→ **Document extract**
A good number of people accused of supporting Boko Haram by the authorities in Cameroon have been arrested without any reasonable suspicion they had committed a crime, Amnesty’s report said.
Extrajudicial killings by the security forces were also documented in the report, including six cases where it says suspects were tortured to death.
During an interview with the Associated Press at Furore camp in Yola, Nigeria, Dec. 8, 2015, Mariamu Abubakar, a Cameroonian farmer, described that soldiers killed about 150 people in his village near Nigeria’s Banki border post, stole their livestock and set their huts ablaze on Nov. 30.
Both Reuters and VOA learnt from a right group on Thursday, July 14 that more than 1,000 people accused of supporting Boko Haram insurgents in Cameroon are being detained in military bases and prisons, often without any evidence without dozens dying from disease, malnutrition and torture.
Since a regional offensive last year drove Boko Haram from most of their strongholds, the Islamist militants have waged a guerrilla-style campaign targeting civilians. In Cameroon, teenage girls have killed dozens in suicide bombings carried out by the group.
But a crackdown by the government and security forces on the Islamist militants has fueled the widespread abuse of civilians across Cameroon’s Far North region, said Amnesty International.
Cameroonian government officials were not immediately available for comment.
“We are not necessarily talking about Boko Haram fighters – but about normal people who happened to be in the wrong place in the wrong time,” said Amnesty researcher Ilaria Allegrozzi.
“In the fight against Boko Haram, innocent people are paying the price,” she told the Thomson Reuters Foundation.
Many people are held at illegal detention sites in military bases run by Cameroonian troops before being transferred to official prisons, Amnesty said in a report.
Several detainees in the military bases told Amnesty that they were tortured and beaten with sticks, whips and machetes, sometimes until they lost consciousness.
“Two prisoners were beaten up so badly that they died in front of us,” Amnesty quoted a 70-year-old man as saying. “The men kicked them, slapped them violently, and hit them with wooden sticks.”
In the main prison in Maroua, the capital of the Far North region, between six and eight people die every month in dirty and overcrowded cells where malnutrition is rife, Amnesty said.
Detainees suspected of supporting Boko Haram who are brought to trial risk being convicted and sentenced to death, despite there often being little or no evidence, the rights group said.
More than 100 people have been sentenced to death in Maroua’s military court since July 2015, although none have yet been executed, said the “Right Cause, Wrong Means” report.
Most defendants are charged under an anti-terrorism law passed in 2014, which is ambiguous and vague, Amnesty said.
A 27-year-old who was arrested after sending a text message to his friends, joking about Boko Haram recruiting graduates, could face the death penalty, the rights group said.
“If a student can face the death penalty for sending a sarcastic text message, it is clear that there is a serious problem with the design and use of Cameroon’s anti-terrorist legislation,” said Alioune Tine, Amnesty’s regional director.

→ **What is being asked**
Name every person identified by name in the article on Boko Haram detentions in Cameroon. The lines here come from a separate source, not from the article.

→ **Stored data**

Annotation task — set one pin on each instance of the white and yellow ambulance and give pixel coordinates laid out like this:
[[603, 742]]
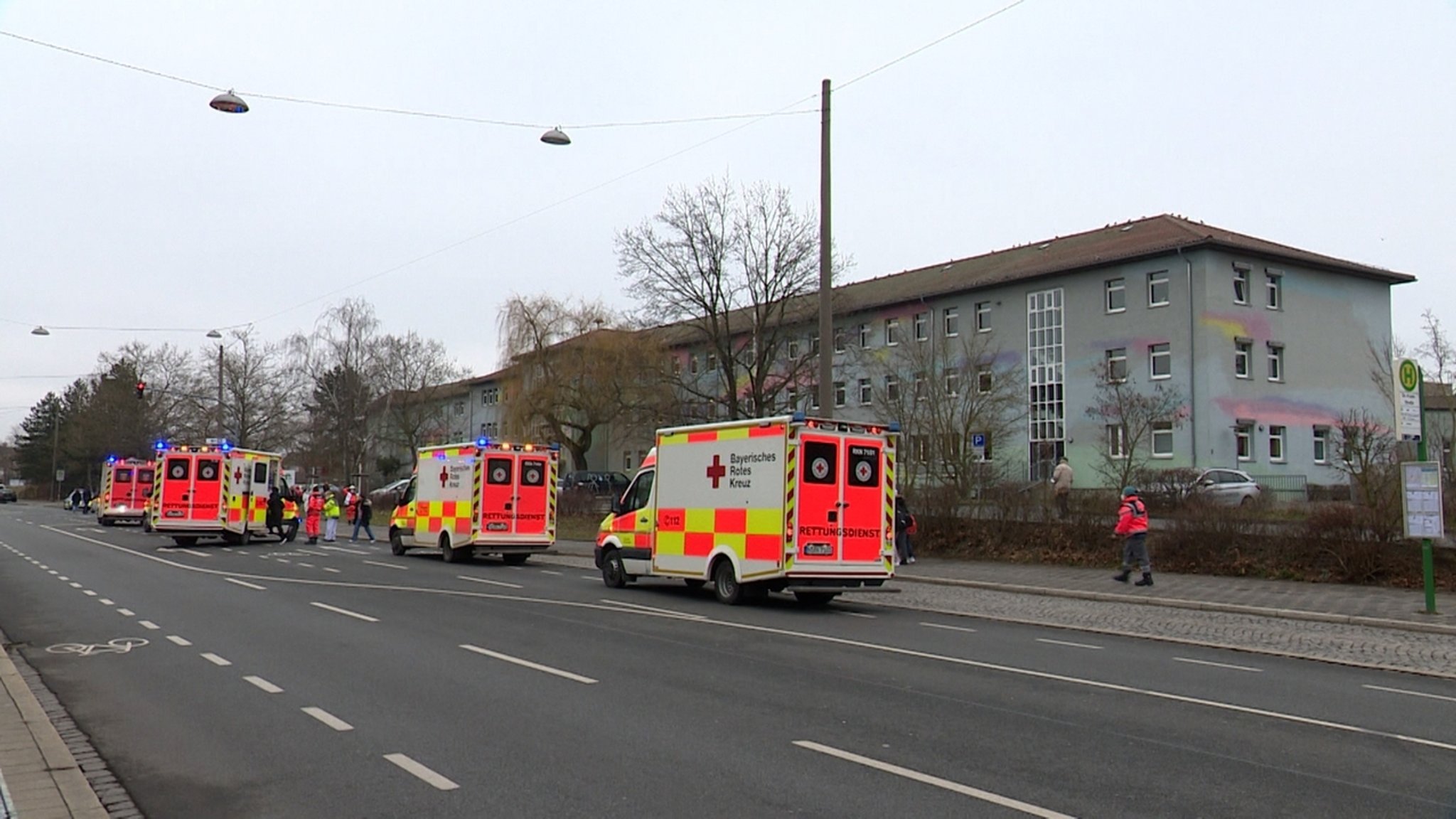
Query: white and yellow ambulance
[[479, 498], [774, 505]]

→ **Answer section**
Mariamu Abubakar, Ilaria Allegrozzi, Alioune Tine